*** Begin section ***

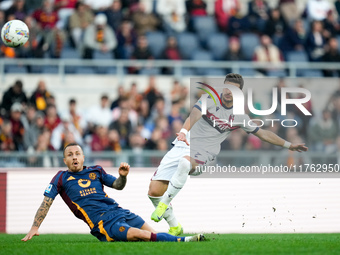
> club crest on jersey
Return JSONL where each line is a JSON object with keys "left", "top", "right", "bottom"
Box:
{"left": 194, "top": 152, "right": 201, "bottom": 157}
{"left": 78, "top": 179, "right": 91, "bottom": 188}
{"left": 229, "top": 114, "right": 235, "bottom": 122}
{"left": 89, "top": 173, "right": 96, "bottom": 180}
{"left": 119, "top": 226, "right": 126, "bottom": 232}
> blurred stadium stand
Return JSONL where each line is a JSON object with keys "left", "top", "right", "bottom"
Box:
{"left": 0, "top": 0, "right": 340, "bottom": 165}
{"left": 1, "top": 58, "right": 338, "bottom": 78}
{"left": 0, "top": 0, "right": 337, "bottom": 77}
{"left": 0, "top": 150, "right": 337, "bottom": 169}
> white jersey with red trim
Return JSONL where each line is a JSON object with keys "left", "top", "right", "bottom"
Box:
{"left": 173, "top": 95, "right": 259, "bottom": 155}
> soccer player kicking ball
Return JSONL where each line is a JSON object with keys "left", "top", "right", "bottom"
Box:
{"left": 148, "top": 73, "right": 308, "bottom": 235}
{"left": 22, "top": 143, "right": 204, "bottom": 242}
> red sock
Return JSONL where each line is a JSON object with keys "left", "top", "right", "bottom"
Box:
{"left": 150, "top": 232, "right": 157, "bottom": 242}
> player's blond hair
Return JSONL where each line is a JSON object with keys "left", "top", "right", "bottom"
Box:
{"left": 63, "top": 143, "right": 83, "bottom": 157}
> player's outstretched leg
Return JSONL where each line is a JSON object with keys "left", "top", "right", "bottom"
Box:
{"left": 150, "top": 233, "right": 205, "bottom": 242}
{"left": 127, "top": 227, "right": 205, "bottom": 242}
{"left": 184, "top": 234, "right": 206, "bottom": 242}
{"left": 151, "top": 157, "right": 192, "bottom": 222}
{"left": 148, "top": 195, "right": 183, "bottom": 235}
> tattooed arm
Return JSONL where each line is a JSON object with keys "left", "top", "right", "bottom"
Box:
{"left": 21, "top": 196, "right": 54, "bottom": 242}
{"left": 112, "top": 162, "right": 130, "bottom": 190}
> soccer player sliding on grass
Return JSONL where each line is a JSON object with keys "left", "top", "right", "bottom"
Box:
{"left": 148, "top": 73, "right": 308, "bottom": 235}
{"left": 22, "top": 143, "right": 205, "bottom": 242}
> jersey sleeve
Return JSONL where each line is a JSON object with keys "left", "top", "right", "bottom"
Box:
{"left": 194, "top": 95, "right": 215, "bottom": 112}
{"left": 98, "top": 166, "right": 117, "bottom": 187}
{"left": 241, "top": 114, "right": 259, "bottom": 134}
{"left": 43, "top": 171, "right": 64, "bottom": 199}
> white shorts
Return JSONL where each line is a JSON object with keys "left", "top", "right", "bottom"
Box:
{"left": 151, "top": 145, "right": 216, "bottom": 181}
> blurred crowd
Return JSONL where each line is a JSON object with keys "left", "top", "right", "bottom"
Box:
{"left": 0, "top": 77, "right": 188, "bottom": 155}
{"left": 0, "top": 0, "right": 340, "bottom": 76}
{"left": 1, "top": 77, "right": 340, "bottom": 158}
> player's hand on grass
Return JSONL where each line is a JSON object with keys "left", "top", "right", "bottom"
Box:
{"left": 289, "top": 143, "right": 308, "bottom": 152}
{"left": 21, "top": 227, "right": 39, "bottom": 242}
{"left": 118, "top": 162, "right": 130, "bottom": 177}
{"left": 176, "top": 132, "right": 189, "bottom": 146}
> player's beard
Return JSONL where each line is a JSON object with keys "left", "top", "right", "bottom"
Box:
{"left": 225, "top": 98, "right": 232, "bottom": 104}
{"left": 222, "top": 95, "right": 233, "bottom": 105}
{"left": 69, "top": 162, "right": 83, "bottom": 172}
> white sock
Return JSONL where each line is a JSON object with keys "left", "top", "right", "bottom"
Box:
{"left": 184, "top": 236, "right": 196, "bottom": 242}
{"left": 148, "top": 195, "right": 178, "bottom": 227}
{"left": 161, "top": 157, "right": 192, "bottom": 206}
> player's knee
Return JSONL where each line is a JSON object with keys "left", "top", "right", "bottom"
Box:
{"left": 183, "top": 155, "right": 191, "bottom": 162}
{"left": 141, "top": 230, "right": 152, "bottom": 240}
{"left": 148, "top": 184, "right": 154, "bottom": 196}
{"left": 148, "top": 187, "right": 161, "bottom": 197}
{"left": 185, "top": 156, "right": 198, "bottom": 169}
{"left": 148, "top": 180, "right": 169, "bottom": 197}
{"left": 178, "top": 157, "right": 192, "bottom": 175}
{"left": 128, "top": 228, "right": 150, "bottom": 241}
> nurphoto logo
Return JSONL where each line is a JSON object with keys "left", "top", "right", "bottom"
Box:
{"left": 198, "top": 82, "right": 312, "bottom": 128}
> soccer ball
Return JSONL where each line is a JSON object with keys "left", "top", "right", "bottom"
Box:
{"left": 1, "top": 20, "right": 29, "bottom": 48}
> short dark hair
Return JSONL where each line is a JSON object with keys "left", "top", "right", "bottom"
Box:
{"left": 75, "top": 1, "right": 84, "bottom": 9}
{"left": 224, "top": 73, "right": 244, "bottom": 90}
{"left": 14, "top": 80, "right": 23, "bottom": 88}
{"left": 101, "top": 94, "right": 109, "bottom": 100}
{"left": 63, "top": 143, "right": 82, "bottom": 157}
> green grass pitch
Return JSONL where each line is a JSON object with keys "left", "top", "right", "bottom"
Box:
{"left": 1, "top": 233, "right": 340, "bottom": 255}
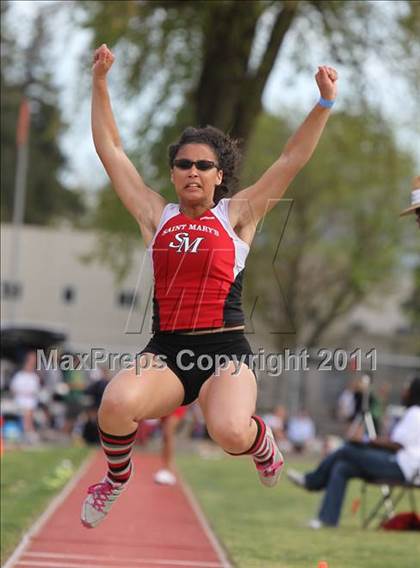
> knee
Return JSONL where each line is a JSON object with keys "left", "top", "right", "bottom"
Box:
{"left": 98, "top": 380, "right": 137, "bottom": 420}
{"left": 207, "top": 418, "right": 251, "bottom": 453}
{"left": 340, "top": 443, "right": 361, "bottom": 460}
{"left": 331, "top": 460, "right": 354, "bottom": 481}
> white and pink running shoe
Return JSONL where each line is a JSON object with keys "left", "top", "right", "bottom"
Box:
{"left": 254, "top": 426, "right": 284, "bottom": 488}
{"left": 81, "top": 476, "right": 128, "bottom": 528}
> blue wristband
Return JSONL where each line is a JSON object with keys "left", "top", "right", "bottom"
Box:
{"left": 318, "top": 96, "right": 335, "bottom": 109}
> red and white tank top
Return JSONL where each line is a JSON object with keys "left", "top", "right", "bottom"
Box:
{"left": 148, "top": 198, "right": 249, "bottom": 332}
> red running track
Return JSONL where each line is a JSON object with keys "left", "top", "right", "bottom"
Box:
{"left": 5, "top": 451, "right": 232, "bottom": 568}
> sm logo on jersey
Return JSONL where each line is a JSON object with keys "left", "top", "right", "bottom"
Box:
{"left": 168, "top": 232, "right": 204, "bottom": 253}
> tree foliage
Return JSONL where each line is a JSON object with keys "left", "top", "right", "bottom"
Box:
{"left": 78, "top": 0, "right": 418, "bottom": 338}
{"left": 241, "top": 110, "right": 415, "bottom": 347}
{"left": 1, "top": 2, "right": 85, "bottom": 225}
{"left": 83, "top": 185, "right": 139, "bottom": 281}
{"left": 78, "top": 0, "right": 419, "bottom": 160}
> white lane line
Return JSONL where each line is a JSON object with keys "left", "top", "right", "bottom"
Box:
{"left": 17, "top": 560, "right": 223, "bottom": 568}
{"left": 12, "top": 563, "right": 89, "bottom": 568}
{"left": 2, "top": 453, "right": 96, "bottom": 568}
{"left": 22, "top": 552, "right": 223, "bottom": 567}
{"left": 4, "top": 453, "right": 231, "bottom": 568}
{"left": 14, "top": 560, "right": 113, "bottom": 568}
{"left": 176, "top": 474, "right": 232, "bottom": 568}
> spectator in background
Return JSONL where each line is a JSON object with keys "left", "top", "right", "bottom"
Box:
{"left": 37, "top": 362, "right": 64, "bottom": 437}
{"left": 82, "top": 366, "right": 111, "bottom": 445}
{"left": 86, "top": 366, "right": 111, "bottom": 411}
{"left": 400, "top": 175, "right": 420, "bottom": 229}
{"left": 346, "top": 375, "right": 382, "bottom": 438}
{"left": 287, "top": 409, "right": 315, "bottom": 453}
{"left": 62, "top": 355, "right": 88, "bottom": 438}
{"left": 154, "top": 406, "right": 189, "bottom": 486}
{"left": 336, "top": 379, "right": 357, "bottom": 423}
{"left": 10, "top": 351, "right": 40, "bottom": 442}
{"left": 263, "top": 405, "right": 288, "bottom": 448}
{"left": 287, "top": 377, "right": 420, "bottom": 528}
{"left": 189, "top": 401, "right": 206, "bottom": 439}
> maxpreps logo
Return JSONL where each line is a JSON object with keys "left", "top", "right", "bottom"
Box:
{"left": 168, "top": 233, "right": 204, "bottom": 253}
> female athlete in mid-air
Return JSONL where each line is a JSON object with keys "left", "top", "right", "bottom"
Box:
{"left": 82, "top": 43, "right": 338, "bottom": 528}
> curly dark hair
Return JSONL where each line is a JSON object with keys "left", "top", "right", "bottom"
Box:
{"left": 406, "top": 377, "right": 420, "bottom": 407}
{"left": 168, "top": 126, "right": 242, "bottom": 204}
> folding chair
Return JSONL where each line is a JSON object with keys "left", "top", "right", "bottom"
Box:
{"left": 360, "top": 476, "right": 420, "bottom": 528}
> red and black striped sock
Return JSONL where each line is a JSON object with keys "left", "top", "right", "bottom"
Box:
{"left": 227, "top": 415, "right": 274, "bottom": 465}
{"left": 248, "top": 415, "right": 274, "bottom": 465}
{"left": 98, "top": 426, "right": 138, "bottom": 484}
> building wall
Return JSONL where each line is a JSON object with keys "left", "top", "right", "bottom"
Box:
{"left": 1, "top": 224, "right": 153, "bottom": 354}
{"left": 2, "top": 223, "right": 418, "bottom": 422}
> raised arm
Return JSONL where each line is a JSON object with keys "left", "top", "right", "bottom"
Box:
{"left": 92, "top": 44, "right": 165, "bottom": 243}
{"left": 230, "top": 66, "right": 338, "bottom": 236}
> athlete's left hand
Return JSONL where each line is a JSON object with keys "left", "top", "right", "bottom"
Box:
{"left": 315, "top": 65, "right": 338, "bottom": 100}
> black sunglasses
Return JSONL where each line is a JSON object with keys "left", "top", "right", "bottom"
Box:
{"left": 173, "top": 159, "right": 219, "bottom": 171}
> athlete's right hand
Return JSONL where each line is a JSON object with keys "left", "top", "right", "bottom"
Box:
{"left": 92, "top": 44, "right": 115, "bottom": 78}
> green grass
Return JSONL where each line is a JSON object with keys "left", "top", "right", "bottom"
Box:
{"left": 1, "top": 445, "right": 90, "bottom": 564}
{"left": 1, "top": 447, "right": 419, "bottom": 568}
{"left": 177, "top": 454, "right": 420, "bottom": 568}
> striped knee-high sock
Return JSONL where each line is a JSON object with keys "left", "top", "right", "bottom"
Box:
{"left": 99, "top": 427, "right": 137, "bottom": 484}
{"left": 228, "top": 416, "right": 275, "bottom": 465}
{"left": 247, "top": 415, "right": 275, "bottom": 465}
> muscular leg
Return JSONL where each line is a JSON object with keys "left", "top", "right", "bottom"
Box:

*** End section ***

> [Exercise objective]: Return all lines above that mention the word "logo".

> [Output for this task]:
> nurphoto logo
> sm logo on jersey
> maxpreps logo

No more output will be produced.